Excerpted data section start

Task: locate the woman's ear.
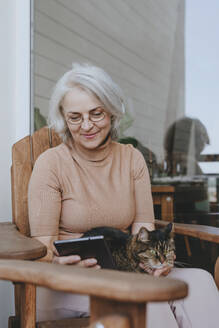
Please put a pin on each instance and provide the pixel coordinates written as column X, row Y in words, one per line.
column 143, row 235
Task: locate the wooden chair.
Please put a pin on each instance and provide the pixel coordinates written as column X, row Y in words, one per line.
column 117, row 298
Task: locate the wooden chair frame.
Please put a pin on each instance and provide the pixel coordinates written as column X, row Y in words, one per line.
column 117, row 298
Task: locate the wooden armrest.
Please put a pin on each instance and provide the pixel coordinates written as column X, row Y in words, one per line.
column 113, row 320
column 194, row 230
column 14, row 245
column 109, row 284
column 216, row 273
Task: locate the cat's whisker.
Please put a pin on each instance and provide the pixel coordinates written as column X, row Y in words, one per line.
column 181, row 264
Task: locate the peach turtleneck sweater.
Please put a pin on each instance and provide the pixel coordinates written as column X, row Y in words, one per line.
column 71, row 190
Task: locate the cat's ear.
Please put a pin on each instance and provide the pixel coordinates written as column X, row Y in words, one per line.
column 143, row 235
column 168, row 228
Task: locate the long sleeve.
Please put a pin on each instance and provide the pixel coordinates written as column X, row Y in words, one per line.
column 44, row 197
column 144, row 212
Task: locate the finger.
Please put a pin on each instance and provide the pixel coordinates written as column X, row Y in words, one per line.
column 88, row 262
column 72, row 259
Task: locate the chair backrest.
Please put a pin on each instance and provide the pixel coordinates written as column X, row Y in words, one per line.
column 24, row 155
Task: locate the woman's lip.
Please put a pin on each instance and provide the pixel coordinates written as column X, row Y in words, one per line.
column 90, row 136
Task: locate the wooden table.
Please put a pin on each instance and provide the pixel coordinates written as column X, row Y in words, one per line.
column 163, row 195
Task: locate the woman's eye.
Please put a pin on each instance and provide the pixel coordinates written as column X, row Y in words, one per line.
column 97, row 114
column 75, row 118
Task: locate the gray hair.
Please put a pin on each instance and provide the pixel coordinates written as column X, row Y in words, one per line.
column 92, row 79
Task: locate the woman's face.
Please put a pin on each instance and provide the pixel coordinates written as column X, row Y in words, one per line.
column 88, row 123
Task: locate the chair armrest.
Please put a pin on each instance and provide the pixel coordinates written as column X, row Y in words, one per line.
column 193, row 230
column 216, row 273
column 109, row 284
column 14, row 245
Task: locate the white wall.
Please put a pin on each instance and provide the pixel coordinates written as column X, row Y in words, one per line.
column 143, row 50
column 14, row 122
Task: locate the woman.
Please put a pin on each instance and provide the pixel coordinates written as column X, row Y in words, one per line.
column 90, row 180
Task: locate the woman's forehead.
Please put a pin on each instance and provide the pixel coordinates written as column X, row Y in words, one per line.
column 78, row 100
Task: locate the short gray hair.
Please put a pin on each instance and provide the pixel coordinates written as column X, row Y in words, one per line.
column 92, row 79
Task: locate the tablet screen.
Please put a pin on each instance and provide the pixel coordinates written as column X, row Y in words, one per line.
column 87, row 247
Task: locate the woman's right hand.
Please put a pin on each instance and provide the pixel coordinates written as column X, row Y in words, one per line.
column 76, row 260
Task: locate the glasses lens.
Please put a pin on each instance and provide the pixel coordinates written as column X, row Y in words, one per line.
column 96, row 115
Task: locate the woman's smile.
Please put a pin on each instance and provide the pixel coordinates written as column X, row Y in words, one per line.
column 90, row 135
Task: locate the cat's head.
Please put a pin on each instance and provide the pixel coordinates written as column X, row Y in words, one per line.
column 154, row 249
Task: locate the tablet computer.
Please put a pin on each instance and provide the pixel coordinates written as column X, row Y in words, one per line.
column 87, row 247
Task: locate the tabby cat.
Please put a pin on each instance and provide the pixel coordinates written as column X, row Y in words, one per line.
column 154, row 249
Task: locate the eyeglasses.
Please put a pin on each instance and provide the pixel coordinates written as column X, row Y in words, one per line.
column 95, row 115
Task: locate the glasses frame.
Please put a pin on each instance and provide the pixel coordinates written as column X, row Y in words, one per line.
column 68, row 119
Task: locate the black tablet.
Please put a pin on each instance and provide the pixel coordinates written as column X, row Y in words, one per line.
column 87, row 247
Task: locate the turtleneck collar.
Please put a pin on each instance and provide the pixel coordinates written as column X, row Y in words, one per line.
column 94, row 156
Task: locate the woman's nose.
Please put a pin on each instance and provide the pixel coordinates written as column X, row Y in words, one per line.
column 86, row 124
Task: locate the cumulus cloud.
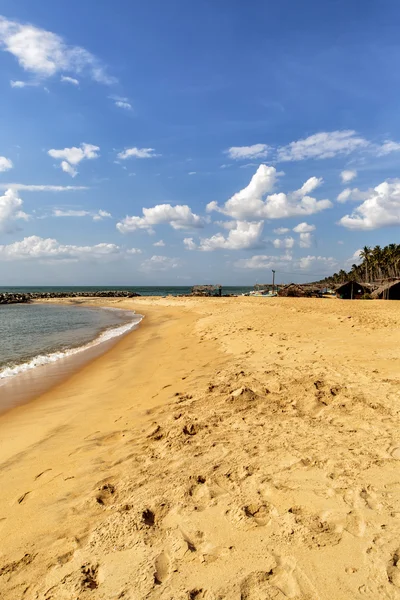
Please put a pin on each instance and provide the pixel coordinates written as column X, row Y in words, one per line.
column 35, row 247
column 348, row 175
column 20, row 84
column 11, row 211
column 287, row 243
column 380, row 209
column 71, row 80
column 305, row 240
column 246, row 152
column 354, row 195
column 179, row 217
column 190, row 244
column 316, row 262
column 287, row 262
column 325, row 144
column 5, row 164
column 70, row 157
column 249, row 203
column 387, row 147
column 96, row 216
column 303, row 228
column 45, row 54
column 42, row 188
column 245, row 235
column 137, row 153
column 265, row 261
column 159, row 263
column 122, row 102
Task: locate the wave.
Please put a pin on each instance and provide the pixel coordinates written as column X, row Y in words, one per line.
column 52, row 357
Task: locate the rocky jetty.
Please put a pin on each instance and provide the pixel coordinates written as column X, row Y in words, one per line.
column 18, row 298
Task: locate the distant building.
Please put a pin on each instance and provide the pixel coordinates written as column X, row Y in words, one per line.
column 389, row 291
column 352, row 290
column 206, row 290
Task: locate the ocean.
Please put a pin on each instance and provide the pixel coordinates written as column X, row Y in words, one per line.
column 34, row 334
column 143, row 290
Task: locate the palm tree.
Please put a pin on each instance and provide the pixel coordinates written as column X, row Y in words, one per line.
column 365, row 254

Excerpted data section end

Goal of the exercise » Repeat each line of the records exactly, dropping the pictures.

Exercise result »
Task: locate the woman's ear.
Please put a pin on each instance and provide the pixel coordinates written as column X, row Y in words, one per line.
column 143, row 235
Task: locate the wooden chair.
Please put a pin on each instance and provide the pixel coordinates written as column X, row Y in words, one per line.
column 117, row 298
Task: locate the wooden chair frame.
Please put a pin on each instance and provide the pixel coordinates written as column X, row Y in words, one per line.
column 117, row 298
Task: locate the wooden armrest.
Please put a pin on each instance and provide the pixel coordinates written as column X, row Y in words, one per line.
column 113, row 320
column 194, row 230
column 14, row 245
column 109, row 284
column 216, row 273
Task: locate the cat's whisker.
Please put a pin on each instance and provide the pixel coordinates written as column X, row Y in words, one per line.
column 181, row 264
Task: locate the peach turtleneck sweater.
Please put a pin on each instance and provide the pixel coordinates written as column X, row Y in words, one per line.
column 71, row 190
Task: locate the cat's ear.
Please put a pin on each instance and provide the pixel coordinates written as column X, row Y in words, one per line.
column 143, row 235
column 168, row 228
Task: locate the long sleeve.
Please put a pin on each instance and provide the pixel coordinates written as column X, row Y in words, one per line.
column 44, row 197
column 144, row 212
Task: locate the finger.
Please put a pin on each instance and provide the pixel coordinates written as column X, row Y in words, one per line.
column 88, row 262
column 72, row 259
Task: locate the chair backrest.
Please put a pin on each instance and provide the pixel coordinates written as column X, row Y in words, one per line.
column 24, row 155
Task: locate the woman's lip.
Please put a pin on each instance and provide the pixel coordinates written as column X, row Y in words, one per line.
column 90, row 136
Task: locate the wooden table.
Please put a pin on each instance and provide the pixel coordinates written as column X, row Y in words, one per line.
column 163, row 195
Task: locate the woman's eye.
Please put a pin on each instance and provide the pixel coordinates written as column X, row Y in words, one per line.
column 97, row 114
column 75, row 118
Task: locate the gray hair.
Please put a pin on each instance and provide the pixel coordinates written as column X, row Y in words, one per line.
column 92, row 79
Task: locate the woman's face.
Please put a pin on each instance and provide the pixel coordinates written as column X, row Y in words, one per line.
column 88, row 123
Task: locate the chair armrest.
Please put a pin on each instance and provide the pixel coordinates written as column X, row Y in words, one per line.
column 193, row 230
column 216, row 273
column 109, row 284
column 14, row 245
Task: locate the white wall.
Please put a pin on each instance and provide the pixel coordinates written as column X, row Y in words, one per line.
column 143, row 50
column 14, row 122
Task: locate the woman.
Please put a pin on each instance and provide the pixel coordinates written as column X, row Y in words, one per line.
column 90, row 180
Task: locate the woman's forehead.
Please put a pin on each instance and provide the pixel coordinates written as column X, row Y in words, one per line.
column 78, row 100
Task: locate the short gray hair.
Please put a pin on each instance and provide the pixel coordinates written as column X, row Y in words, one per line.
column 92, row 79
Task: locate the tablet screen.
Please put a pin on each instance and provide the pixel coordinates written as column X, row Y in words, one per line.
column 87, row 247
Task: locate the woman's right hand.
Please put a pin on each instance and provide the pixel coordinates written as column X, row Y in words, one per line.
column 76, row 260
Task: locate the glasses lens.
Please put a pin on each instance and provide the pixel coordinates written as column X, row Y in words, one per line.
column 96, row 115
Task: locate the woman's smile.
Please put a pin on each instance and provide the pixel coordinates written as column X, row Y in words, one per line.
column 90, row 135
Task: locate the cat's head.
Please put a pin on each instance and provide the pixel coordinates written as column X, row Y in words, one per line.
column 154, row 249
Task: locate the tablet computer.
Please put a pin on each instance and provide the pixel coordinates written as column X, row Y in words, one per line.
column 87, row 247
Task: locate the tabby cat.
Please put a pin on each instance and provide the pixel coordinates written as column X, row Y in words, one per line.
column 154, row 249
Task: locate the eyeglasses.
Please put a pin on each instance and provide the pixel coordinates written as column X, row Y in words, one per line.
column 95, row 115
Task: locate the glasses frame.
Please put a pin on each instance and provide the pixel coordinates written as column X, row Y in words, one per line.
column 68, row 119
Task: locate the black tablet.
Please put a pin on each instance and provide the pixel coordinates written as column X, row Y in words, one per line.
column 87, row 247
Task: locate the turtleneck collar.
Please put a pin on each instance and provide the pixel coordinates written as column X, row Y in words, one per line.
column 94, row 156
Task: locate the woman's nose.
Please put a pin on each instance and provide the pixel coordinates written as column X, row Y in words, one per line.
column 86, row 124
Task: locate the cumulus cloud.
Please put a pin on each instance and provide the pixel coordinates written as column X, row Y in words, one per line.
column 35, row 247
column 348, row 175
column 20, row 84
column 11, row 211
column 287, row 243
column 380, row 209
column 71, row 80
column 305, row 240
column 246, row 152
column 354, row 195
column 179, row 217
column 190, row 244
column 316, row 262
column 287, row 262
column 325, row 144
column 5, row 164
column 70, row 157
column 249, row 203
column 387, row 147
column 96, row 216
column 303, row 228
column 45, row 54
column 42, row 188
column 245, row 235
column 137, row 153
column 265, row 261
column 159, row 263
column 122, row 102
Task: locate the wave.
Please put a pin on each instance and provide the pixel coordinates written as column X, row Y in words, one per line.
column 52, row 357
Task: locate the rocky jetty.
Please put a pin on each instance and provide the pixel coordinates written as column X, row Y in words, one per line.
column 18, row 298
Task: locate the distant building.
Please put a pin on each instance and provide the pixel coordinates written as column X, row Y in words, one per line.
column 389, row 291
column 352, row 290
column 206, row 290
Task: locate the ocean.
Please put a pin on each instance and provide the pixel coordinates written as column X, row Y in words, one per line.
column 34, row 334
column 143, row 290
Task: locate the palm tree.
Please put a pin on each instance and provide the pixel coordinates written as column X, row Y in words, one per line.
column 365, row 254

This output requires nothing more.